_What needs to be done_
Copy the part of the passage on contact center training starting with "4. Validation and Recognition." and going on through "check. Now what?", and swap in "hands-on learning" wherever "experiential learning" appears.

## begin Passage to read

To your customer, the contact center agent is the face of your organization. A well-trained agent can make all the difference when it comes to customer service and how well he or she deals with customer escalations, solves customer problems, and upsells or cross-sells your products. High-performing customer service organizations recognize this. It is no surprise then that they place heavy emphasis on training and developing their talents to effectively represent their brands. Even so, lectures and classroom training alone will not deliver the performance and productivity improvements required to raise agents’ competencies. Behind the training initiative lies a host of other factors that will determine the success (or failure) of the development program.

Let’s take a look at these factors that can make or break a training initiative. In the Impact Learning System, there are four interdependent stages that come into play:

1. Pre-work

Prep work accounts for approximately 25 percent of the effort. It includes customizing the training to make it specific and relevant to the participants; conveying the goals and objectives of the training to the participants to get them on board; creating handouts and cheat sheets on how to access the programs and utilize the training tools; and finally, having the participants go through the pre-course work to prepare them for actual training.

Managers play a critical role in preparing for the training. They help communicate the whys behind the initiative to gain trainee buy-in, and how the program integrates with the way agents will be expected to perform their jobs.

2. Training Event

Managers must serve as role models and communicate their commitment by attending the sessions themselves. Managers who train alongside their support team send a strong message that they are strong advocates of the program, and they acknowledge the impact it will have on their and their team’s productivity.

3. Coaching and Intervention

When the training ends, the coaching begins. What happens after training is as important as the training itself. Contact center managers and team leaders are the day-to-day face of training and must maintain mastery of product knowledge, communication skills, standard protocols and marketplace dynamics. Without this level of mastery, their credibility to lead – and ability to coach – their teams are significantly reduced.

4. Validation and Recognition.

At Impact Learning Systems, we are big proponents of experiential learning. Whether it’s playing the violin, speaking a new language, providing customer support over the phone, or learning a dance routine, people learn by doing. This learning method becomes even more effective when the learner gets validation and recognition for the progress made. We all naturally crave to be told how we’re doing; feedback lets you see yourself through the eyes of another.

Feedback is inexpensive but powerful; yet, it is one of the most under-utilized management tools.  As part of a training initiative, it is important to make managers and supervisors understand the value of performance feedback and train them on how to provide it to motivate their teams and correct deviations to the learning process.

Check, check, check, and check. Now what?

They say it takes 21 days for a habit to stick. Interestingly, there seems to be no agreement where this magic number came from. But, if we take this statement to be true, then the three weeks following the training become the critical period whether the skills learned in training will persist.

## end Passage to read
## begin Extracted records

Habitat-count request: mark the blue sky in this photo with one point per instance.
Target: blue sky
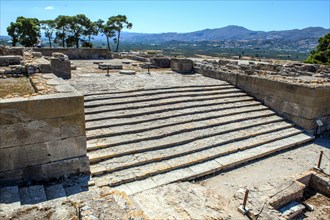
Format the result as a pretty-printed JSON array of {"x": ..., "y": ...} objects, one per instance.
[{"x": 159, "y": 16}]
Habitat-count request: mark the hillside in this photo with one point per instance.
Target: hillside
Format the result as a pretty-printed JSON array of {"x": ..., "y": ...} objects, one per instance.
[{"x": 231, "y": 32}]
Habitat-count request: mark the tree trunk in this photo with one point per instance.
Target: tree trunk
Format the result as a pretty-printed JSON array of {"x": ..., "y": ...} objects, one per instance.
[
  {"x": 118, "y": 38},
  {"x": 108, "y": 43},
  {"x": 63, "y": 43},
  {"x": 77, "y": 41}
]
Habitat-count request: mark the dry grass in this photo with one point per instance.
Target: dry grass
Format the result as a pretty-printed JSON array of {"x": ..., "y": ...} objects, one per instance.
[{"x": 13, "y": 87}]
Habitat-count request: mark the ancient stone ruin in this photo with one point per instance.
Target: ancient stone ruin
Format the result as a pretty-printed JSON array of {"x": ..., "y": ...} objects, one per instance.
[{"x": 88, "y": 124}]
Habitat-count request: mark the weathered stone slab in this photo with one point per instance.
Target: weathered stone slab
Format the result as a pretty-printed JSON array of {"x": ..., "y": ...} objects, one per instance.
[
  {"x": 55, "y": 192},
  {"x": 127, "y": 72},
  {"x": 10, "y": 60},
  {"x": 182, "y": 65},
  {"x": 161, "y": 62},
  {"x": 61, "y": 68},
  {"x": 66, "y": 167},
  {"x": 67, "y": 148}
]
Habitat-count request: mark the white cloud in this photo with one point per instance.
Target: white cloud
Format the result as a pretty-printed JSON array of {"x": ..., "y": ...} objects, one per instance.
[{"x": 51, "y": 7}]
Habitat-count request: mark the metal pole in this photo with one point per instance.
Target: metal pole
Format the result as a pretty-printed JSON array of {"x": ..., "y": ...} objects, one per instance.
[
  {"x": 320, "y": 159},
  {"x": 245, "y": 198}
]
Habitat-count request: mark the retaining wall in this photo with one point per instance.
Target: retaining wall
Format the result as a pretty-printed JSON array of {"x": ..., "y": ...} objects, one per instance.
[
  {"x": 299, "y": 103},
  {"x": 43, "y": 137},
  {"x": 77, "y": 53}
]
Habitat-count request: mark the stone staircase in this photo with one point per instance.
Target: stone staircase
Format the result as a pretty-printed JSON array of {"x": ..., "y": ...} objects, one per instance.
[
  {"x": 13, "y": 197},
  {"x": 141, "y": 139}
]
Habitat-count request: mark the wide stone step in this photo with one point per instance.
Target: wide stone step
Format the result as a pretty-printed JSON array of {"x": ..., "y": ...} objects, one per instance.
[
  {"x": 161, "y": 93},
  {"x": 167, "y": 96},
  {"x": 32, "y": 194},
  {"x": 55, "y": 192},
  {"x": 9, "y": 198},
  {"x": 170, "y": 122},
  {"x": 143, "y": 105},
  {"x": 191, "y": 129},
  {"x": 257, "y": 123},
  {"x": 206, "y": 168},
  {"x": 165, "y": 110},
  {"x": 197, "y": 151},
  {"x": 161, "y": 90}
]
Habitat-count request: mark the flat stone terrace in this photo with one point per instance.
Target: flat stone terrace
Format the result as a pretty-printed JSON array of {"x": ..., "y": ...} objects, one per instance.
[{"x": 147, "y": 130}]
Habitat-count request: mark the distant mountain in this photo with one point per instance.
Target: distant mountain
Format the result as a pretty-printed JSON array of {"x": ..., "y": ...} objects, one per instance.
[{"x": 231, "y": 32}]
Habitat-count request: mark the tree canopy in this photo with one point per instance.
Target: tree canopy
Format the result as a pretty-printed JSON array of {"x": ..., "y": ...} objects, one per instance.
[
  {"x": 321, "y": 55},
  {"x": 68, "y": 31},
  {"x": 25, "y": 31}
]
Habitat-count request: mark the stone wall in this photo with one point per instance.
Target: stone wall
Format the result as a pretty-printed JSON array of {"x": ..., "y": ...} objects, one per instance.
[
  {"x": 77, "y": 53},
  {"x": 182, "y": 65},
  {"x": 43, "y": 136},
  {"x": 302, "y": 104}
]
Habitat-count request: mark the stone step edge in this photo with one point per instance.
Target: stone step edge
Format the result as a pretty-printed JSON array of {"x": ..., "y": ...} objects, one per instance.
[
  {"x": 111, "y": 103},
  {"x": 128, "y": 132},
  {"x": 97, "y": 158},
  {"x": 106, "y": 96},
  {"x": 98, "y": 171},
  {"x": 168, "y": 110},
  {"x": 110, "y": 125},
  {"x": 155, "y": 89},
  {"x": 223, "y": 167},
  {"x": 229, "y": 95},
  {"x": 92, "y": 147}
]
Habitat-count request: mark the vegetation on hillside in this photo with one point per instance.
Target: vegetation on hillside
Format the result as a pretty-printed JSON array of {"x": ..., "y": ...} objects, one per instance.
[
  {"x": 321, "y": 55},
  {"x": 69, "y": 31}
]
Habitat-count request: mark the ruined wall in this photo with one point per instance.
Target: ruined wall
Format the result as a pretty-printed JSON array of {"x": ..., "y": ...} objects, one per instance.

## end Extracted records
## begin Extracted records

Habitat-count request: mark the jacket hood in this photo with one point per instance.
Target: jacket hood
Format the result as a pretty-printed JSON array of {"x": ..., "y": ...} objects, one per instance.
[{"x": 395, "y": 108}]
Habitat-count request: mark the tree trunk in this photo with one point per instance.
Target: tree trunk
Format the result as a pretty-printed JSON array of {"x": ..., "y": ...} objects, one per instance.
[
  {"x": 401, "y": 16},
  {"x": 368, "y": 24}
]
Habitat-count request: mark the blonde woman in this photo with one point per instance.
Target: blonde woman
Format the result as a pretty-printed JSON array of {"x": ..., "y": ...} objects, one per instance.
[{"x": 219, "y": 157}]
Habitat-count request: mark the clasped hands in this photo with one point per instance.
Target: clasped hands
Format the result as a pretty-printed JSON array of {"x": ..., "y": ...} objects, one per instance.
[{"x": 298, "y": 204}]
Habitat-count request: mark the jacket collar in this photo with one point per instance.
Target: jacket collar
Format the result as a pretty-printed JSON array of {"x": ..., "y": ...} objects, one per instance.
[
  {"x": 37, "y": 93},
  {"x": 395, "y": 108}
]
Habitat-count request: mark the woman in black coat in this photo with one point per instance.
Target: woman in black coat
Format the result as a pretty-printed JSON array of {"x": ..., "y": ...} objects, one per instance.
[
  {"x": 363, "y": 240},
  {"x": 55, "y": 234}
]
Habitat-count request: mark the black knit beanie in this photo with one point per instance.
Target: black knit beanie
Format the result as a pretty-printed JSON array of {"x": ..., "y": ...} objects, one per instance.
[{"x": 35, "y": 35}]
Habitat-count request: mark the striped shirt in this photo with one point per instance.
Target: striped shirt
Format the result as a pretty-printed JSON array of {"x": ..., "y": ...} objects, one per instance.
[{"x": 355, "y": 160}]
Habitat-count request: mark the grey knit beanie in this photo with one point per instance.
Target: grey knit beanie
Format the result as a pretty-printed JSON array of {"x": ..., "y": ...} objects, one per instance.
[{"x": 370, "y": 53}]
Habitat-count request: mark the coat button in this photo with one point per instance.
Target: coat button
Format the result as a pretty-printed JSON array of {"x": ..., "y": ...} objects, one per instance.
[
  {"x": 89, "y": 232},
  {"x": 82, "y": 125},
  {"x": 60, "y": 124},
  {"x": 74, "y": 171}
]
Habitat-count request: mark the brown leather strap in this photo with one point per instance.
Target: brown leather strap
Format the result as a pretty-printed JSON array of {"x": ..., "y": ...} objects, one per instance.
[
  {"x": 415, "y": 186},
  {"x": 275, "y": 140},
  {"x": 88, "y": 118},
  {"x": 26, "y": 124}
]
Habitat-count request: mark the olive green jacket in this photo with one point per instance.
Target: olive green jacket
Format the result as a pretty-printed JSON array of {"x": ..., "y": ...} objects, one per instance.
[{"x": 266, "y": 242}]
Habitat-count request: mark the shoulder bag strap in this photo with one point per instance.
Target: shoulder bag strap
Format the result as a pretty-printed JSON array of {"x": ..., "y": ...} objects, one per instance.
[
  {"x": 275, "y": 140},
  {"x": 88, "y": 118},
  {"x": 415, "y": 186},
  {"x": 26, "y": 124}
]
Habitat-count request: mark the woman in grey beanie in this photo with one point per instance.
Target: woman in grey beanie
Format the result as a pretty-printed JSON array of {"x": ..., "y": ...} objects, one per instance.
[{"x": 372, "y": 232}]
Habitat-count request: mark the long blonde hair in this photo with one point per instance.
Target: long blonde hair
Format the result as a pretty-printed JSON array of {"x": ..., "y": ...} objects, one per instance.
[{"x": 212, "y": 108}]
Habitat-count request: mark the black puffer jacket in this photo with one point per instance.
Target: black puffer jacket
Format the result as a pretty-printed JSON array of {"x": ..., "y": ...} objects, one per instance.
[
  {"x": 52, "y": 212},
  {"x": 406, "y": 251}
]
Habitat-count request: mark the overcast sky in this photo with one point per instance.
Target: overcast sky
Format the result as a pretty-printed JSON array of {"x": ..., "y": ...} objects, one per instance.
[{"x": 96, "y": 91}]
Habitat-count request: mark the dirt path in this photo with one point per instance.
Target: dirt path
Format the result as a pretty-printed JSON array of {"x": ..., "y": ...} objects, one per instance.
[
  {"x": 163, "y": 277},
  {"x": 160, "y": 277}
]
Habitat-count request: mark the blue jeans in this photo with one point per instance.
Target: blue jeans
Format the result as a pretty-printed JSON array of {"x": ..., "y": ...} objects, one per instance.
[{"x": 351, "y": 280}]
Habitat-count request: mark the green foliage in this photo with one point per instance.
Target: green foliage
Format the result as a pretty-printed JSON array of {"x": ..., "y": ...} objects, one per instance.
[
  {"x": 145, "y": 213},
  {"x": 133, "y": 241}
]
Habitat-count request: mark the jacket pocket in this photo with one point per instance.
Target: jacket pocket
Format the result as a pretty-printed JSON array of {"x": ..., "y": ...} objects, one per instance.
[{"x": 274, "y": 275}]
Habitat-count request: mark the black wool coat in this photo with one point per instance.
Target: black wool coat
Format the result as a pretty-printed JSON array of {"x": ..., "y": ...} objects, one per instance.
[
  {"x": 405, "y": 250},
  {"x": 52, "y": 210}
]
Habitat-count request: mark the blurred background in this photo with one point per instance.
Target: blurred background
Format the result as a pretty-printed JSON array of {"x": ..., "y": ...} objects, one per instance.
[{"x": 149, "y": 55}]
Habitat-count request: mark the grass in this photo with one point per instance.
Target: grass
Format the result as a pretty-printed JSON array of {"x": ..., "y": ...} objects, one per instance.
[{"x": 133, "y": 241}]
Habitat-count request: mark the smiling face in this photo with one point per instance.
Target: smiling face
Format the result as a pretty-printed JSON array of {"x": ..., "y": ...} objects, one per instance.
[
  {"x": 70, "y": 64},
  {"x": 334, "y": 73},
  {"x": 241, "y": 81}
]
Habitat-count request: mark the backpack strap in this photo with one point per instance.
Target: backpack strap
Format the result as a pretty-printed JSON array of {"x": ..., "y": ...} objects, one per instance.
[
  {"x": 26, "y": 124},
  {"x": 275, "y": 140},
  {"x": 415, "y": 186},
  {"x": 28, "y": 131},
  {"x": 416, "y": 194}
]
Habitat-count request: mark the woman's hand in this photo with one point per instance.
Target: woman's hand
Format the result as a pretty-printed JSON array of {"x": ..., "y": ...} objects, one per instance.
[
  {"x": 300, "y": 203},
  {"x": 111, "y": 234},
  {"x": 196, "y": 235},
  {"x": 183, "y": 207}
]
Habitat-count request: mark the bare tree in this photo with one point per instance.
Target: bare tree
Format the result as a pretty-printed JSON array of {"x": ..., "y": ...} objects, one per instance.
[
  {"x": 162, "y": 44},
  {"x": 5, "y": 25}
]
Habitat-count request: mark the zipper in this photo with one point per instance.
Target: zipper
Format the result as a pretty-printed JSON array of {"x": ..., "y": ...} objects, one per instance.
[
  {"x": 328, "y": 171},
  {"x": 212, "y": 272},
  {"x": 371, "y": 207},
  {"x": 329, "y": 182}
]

## end Extracted records

_The solution_
4. Validation and Recognition.

At Impact Learning Systems, we are big proponents of hands-on learning. Whether it’s playing the violin, speaking a new language, providing customer support over the phone, or learning a dance routine, people learn by doing. This learning method becomes even more effective when the learner gets validation and recognition for the progress made. We all naturally crave to be told how we’re doing; feedback lets you see yourself through the eyes of another.

Feedback is inexpensive but powerful; yet, it is one of the most under-utilized management tools.  As part of a training initiative, it is important to make managers and supervisors understand the value of performance feedback and train them on how to provide it to motivate their teams and correct deviations to the learning process.

Check, check, check, and check. Now what?